[Some records]
========================

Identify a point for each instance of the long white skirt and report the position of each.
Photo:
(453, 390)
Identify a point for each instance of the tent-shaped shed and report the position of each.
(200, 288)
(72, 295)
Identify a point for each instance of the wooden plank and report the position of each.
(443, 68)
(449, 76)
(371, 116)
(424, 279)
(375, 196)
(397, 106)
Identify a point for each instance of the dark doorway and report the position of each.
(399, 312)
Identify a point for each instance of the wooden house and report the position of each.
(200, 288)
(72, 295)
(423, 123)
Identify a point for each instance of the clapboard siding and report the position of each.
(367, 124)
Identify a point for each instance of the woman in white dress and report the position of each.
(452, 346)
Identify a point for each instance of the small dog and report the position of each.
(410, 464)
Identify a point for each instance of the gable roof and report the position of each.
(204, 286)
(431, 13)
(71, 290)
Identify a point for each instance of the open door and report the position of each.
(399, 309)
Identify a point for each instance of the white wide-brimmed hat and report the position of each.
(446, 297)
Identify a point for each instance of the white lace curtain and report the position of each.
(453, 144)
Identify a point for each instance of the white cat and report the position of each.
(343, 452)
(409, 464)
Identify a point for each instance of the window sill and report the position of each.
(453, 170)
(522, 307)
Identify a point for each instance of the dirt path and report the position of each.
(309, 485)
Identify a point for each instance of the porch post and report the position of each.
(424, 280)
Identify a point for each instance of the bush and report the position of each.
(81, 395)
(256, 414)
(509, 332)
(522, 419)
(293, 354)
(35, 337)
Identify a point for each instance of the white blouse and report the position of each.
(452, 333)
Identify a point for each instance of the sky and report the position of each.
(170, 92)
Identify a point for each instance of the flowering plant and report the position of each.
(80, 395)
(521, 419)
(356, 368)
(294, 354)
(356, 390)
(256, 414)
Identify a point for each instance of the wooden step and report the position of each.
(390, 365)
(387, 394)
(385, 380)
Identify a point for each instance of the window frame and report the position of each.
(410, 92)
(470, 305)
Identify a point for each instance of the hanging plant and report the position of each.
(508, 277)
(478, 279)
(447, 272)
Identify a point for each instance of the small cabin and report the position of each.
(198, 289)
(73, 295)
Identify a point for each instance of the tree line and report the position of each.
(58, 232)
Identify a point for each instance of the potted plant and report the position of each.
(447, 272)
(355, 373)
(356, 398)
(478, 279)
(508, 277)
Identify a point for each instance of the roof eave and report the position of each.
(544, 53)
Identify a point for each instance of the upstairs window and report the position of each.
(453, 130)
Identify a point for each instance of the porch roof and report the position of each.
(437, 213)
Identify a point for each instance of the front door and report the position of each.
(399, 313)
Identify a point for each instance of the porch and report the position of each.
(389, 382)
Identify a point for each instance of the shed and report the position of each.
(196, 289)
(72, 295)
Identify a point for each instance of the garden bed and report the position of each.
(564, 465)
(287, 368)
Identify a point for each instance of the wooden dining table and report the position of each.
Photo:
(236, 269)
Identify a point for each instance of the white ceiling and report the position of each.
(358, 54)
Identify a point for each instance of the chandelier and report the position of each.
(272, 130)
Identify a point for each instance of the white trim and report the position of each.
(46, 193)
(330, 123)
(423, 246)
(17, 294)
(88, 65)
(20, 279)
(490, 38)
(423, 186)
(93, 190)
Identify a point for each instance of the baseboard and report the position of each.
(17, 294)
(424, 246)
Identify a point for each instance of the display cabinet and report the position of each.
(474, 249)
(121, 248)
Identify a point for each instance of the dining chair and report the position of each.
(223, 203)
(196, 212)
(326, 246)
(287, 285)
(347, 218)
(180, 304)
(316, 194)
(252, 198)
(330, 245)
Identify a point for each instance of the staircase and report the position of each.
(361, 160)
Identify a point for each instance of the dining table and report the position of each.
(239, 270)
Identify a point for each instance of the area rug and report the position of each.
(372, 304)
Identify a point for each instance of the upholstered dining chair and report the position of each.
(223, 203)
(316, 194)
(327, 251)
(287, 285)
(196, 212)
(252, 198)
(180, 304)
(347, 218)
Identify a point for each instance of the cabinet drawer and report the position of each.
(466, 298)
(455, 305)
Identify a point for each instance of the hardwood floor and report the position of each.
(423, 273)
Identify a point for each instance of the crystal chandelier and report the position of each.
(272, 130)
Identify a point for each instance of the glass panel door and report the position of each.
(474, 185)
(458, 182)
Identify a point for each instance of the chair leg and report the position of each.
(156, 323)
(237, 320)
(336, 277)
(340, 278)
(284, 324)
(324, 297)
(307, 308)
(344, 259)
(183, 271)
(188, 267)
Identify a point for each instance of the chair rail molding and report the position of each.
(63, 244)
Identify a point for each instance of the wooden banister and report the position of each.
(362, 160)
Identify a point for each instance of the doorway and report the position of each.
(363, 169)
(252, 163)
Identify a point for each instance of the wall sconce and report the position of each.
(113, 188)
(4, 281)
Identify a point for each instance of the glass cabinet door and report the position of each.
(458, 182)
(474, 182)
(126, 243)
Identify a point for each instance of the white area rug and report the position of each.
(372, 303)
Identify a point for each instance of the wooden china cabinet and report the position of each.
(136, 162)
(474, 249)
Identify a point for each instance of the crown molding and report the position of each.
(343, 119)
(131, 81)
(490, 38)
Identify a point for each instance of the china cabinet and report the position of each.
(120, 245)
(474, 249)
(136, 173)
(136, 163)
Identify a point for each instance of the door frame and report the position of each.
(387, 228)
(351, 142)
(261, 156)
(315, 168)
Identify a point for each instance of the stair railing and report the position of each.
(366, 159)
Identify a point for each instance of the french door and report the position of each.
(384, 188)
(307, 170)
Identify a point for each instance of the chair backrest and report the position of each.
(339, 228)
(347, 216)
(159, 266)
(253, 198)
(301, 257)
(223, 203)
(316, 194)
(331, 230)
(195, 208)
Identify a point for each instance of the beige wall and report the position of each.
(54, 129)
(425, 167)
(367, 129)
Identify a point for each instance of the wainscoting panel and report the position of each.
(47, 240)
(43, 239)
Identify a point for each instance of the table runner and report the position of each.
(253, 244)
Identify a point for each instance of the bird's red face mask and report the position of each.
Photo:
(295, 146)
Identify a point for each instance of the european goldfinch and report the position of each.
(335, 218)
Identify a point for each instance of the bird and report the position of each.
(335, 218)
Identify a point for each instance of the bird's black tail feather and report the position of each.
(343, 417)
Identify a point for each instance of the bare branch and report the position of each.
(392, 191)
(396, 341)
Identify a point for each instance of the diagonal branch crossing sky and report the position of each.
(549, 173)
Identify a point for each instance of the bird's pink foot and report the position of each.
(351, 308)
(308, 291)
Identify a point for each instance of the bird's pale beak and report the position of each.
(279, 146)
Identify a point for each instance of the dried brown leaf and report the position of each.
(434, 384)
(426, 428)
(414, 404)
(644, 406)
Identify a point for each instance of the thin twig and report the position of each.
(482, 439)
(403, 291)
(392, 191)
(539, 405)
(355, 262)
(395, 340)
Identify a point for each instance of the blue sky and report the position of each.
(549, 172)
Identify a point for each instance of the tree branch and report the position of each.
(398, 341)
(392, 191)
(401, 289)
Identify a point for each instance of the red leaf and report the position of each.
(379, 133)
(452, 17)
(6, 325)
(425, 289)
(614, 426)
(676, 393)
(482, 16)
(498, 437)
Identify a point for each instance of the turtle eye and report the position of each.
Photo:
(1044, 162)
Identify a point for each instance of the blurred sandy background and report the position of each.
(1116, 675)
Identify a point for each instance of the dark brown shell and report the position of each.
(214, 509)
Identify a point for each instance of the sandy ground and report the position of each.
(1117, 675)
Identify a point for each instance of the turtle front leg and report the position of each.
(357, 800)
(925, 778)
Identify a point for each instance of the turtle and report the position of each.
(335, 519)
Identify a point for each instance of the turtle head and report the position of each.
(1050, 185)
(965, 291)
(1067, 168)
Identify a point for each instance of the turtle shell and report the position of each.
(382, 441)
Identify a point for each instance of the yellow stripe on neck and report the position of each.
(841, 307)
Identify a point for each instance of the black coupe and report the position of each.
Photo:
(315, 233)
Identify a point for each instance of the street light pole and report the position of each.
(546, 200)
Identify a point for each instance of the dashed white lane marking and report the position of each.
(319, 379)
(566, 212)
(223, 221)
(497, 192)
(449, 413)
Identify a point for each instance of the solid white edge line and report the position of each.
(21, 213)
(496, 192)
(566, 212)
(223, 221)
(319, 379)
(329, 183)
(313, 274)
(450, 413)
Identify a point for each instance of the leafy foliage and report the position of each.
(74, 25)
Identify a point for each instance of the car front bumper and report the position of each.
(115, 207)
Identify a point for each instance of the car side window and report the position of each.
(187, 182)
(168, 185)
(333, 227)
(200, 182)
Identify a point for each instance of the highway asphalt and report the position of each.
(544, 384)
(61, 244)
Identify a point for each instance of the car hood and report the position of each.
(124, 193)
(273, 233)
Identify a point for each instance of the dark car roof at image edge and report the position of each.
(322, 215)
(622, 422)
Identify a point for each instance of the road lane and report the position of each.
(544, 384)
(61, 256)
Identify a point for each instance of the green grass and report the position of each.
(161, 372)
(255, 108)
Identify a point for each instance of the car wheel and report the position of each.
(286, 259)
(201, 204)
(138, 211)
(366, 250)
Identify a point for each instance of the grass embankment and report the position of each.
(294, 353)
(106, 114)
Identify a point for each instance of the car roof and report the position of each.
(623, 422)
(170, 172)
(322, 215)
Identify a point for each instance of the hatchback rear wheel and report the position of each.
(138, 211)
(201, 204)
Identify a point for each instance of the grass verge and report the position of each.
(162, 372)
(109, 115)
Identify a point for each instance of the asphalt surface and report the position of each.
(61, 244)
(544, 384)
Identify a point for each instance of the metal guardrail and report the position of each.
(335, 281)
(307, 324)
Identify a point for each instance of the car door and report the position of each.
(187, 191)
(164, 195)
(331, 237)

========================

* _Work to do_:
Present the lines as a Markdown table with a "Row" column holding a running number and a "Line" column holding the line. Begin with the line that contains "Identify a point for each instance of the grass embankment", go on through the last line, and leave out any blank lines.

* _Result of the exercise_:
| Row | Line |
|---|---|
| 1 | Identify a point for each instance of the grass embankment and report the position of each. |
| 2 | (294, 353) |
| 3 | (106, 114) |
| 4 | Identify a point for each instance of the car roof and report the position of each. |
| 5 | (623, 422) |
| 6 | (170, 172) |
| 7 | (322, 215) |
| 8 | Identify a point for each instance of the hatchback rear wheel and report the position of each. |
| 9 | (138, 211) |
| 10 | (201, 204) |
| 11 | Identify a point for each instance of the grass verge and report the position of each. |
| 12 | (162, 372) |
| 13 | (109, 115) |
| 14 | Identify a point for each instance of the asphalt surface and report the position of each. |
| 15 | (61, 244) |
| 16 | (544, 384) |
| 17 | Identify a point for each instance of the metal guardrail and report the position of each. |
| 18 | (335, 281) |
| 19 | (307, 324) |
| 20 | Identify a point for each instance of the car door and report the position of each. |
| 21 | (187, 191) |
| 22 | (164, 195) |
| 23 | (331, 237) |